**REQUIRED TASK:** Return all of the material below word for word, leaving out the picture.

**RECORD EXCERPTS:**
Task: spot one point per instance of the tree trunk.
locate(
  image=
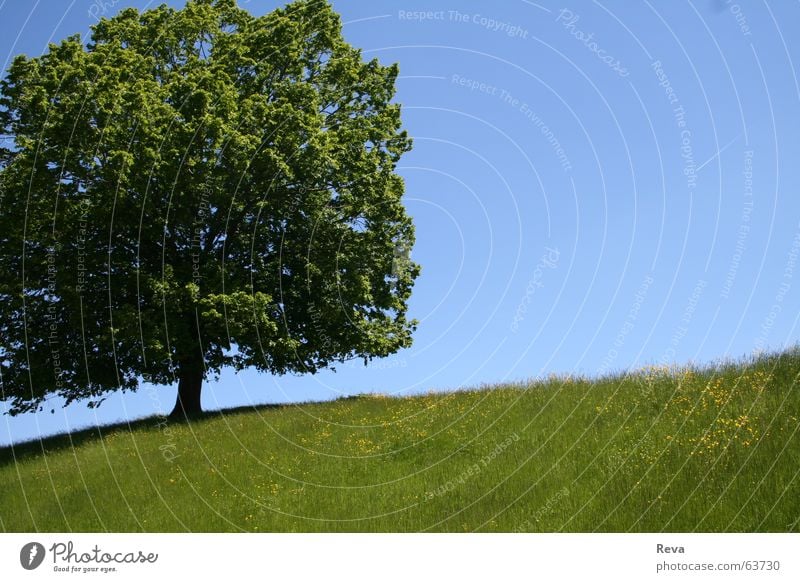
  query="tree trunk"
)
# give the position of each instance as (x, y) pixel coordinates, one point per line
(187, 404)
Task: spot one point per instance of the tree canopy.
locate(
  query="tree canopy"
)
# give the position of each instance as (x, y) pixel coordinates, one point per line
(193, 189)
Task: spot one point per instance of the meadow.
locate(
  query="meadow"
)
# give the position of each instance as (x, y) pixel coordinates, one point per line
(710, 448)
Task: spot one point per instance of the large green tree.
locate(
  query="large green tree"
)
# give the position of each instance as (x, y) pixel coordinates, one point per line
(193, 189)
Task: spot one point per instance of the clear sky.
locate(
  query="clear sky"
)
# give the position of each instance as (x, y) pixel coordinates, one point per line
(596, 186)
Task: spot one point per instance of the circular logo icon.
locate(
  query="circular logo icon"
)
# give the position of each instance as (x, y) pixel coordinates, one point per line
(31, 555)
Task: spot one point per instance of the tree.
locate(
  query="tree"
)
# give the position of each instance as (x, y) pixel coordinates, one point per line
(195, 189)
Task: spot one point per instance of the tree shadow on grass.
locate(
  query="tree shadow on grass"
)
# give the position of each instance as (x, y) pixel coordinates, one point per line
(24, 450)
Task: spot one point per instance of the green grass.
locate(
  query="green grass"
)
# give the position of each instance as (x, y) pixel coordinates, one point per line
(693, 449)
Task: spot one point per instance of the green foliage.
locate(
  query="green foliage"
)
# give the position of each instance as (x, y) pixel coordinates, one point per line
(198, 188)
(714, 449)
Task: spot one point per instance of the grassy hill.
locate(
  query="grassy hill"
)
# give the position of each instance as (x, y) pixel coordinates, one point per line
(711, 449)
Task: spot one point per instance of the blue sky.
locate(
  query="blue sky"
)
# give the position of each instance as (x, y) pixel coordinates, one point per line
(596, 186)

**WRITTEN REPLY:**
Task: spot one point per instance of the tree trunk.
locate(
  image=
  query="tree trunk"
)
# give the position of each instance as (x, y) pixel coordinates, one point per line
(187, 404)
Task: spot one point per instance of the tree canopy.
locate(
  query="tree canopy"
)
# give the position of each instance as (x, y) pixel coordinates, one point per line
(193, 189)
Task: spot one point per instance of the meadow.
locate(
  query="meadow"
)
# give the position of each instance as (x, y) pixel coordinates, one point per line
(710, 448)
Task: spot one point per instance of the large green tree.
locate(
  query="large green tree"
)
# give the position of each instance as (x, y) pixel coordinates, one point per line
(193, 189)
Task: spot one point per instance of the clear sky.
locate(
  query="clear sky"
)
# give the position of each instance as (x, y) pixel coordinates, one point per line
(596, 186)
Task: spot one point per instance of the circular logo icon.
locate(
  query="circular logo icon"
)
# give the position of each instance as (x, y) pixel coordinates, one point per line
(31, 555)
Task: spot one point per instance of the tree.
locate(
  query="tree"
)
# give the position of each instance as (x, y) pixel coordinates, one point per line
(195, 189)
Task: spot one point per instance of the tree shadow on grass.
locate(
  query="tree shadow on grass"
)
# give the position of each instance as (x, y) pixel coordinates, one point per line
(24, 450)
Task: spot one point per instance of the green grass.
locate(
  query="green grass"
)
# give the position of each instance as (x, y) pixel coordinates, one point per line
(693, 449)
Task: spot one point per instance of the green foliage.
locate(
  query="green foliage"
)
# give the position of each instance as (x, y) pixel coordinates, one point per line
(198, 188)
(714, 449)
Task: spot one point per instance of the grassy hill.
locate(
  query="grassy hill"
)
# give the position of each instance as (x, y) pixel coordinates, one point per line
(711, 449)
Task: spot one point per instance of the blue sky.
locate(
  query="blue sky"
)
# give the position of each instance as (x, y) pixel coordinates, one point per line
(596, 186)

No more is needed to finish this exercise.